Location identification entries
[start]

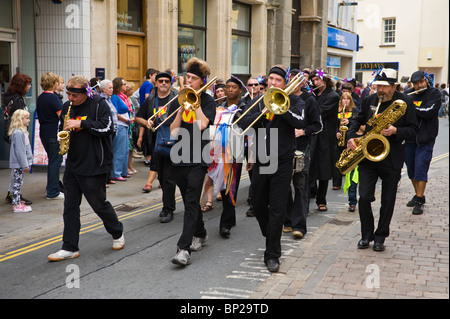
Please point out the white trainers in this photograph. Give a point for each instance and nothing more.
(60, 196)
(21, 208)
(182, 258)
(63, 254)
(119, 243)
(197, 243)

[end]

• PROMPT
Render the entries above as a two-column CSV with the headers "request" and "answer", one row per entry. Put each text in a single quoted field with line breaks replaced by spaces, and leave out the pictures.

• WRITTEN SOLUTION
request,answer
"Please point out the white trainers in this photograph. Give a point for each instance and nothing more.","(60, 196) (21, 208) (182, 258) (63, 254) (119, 243) (197, 243)"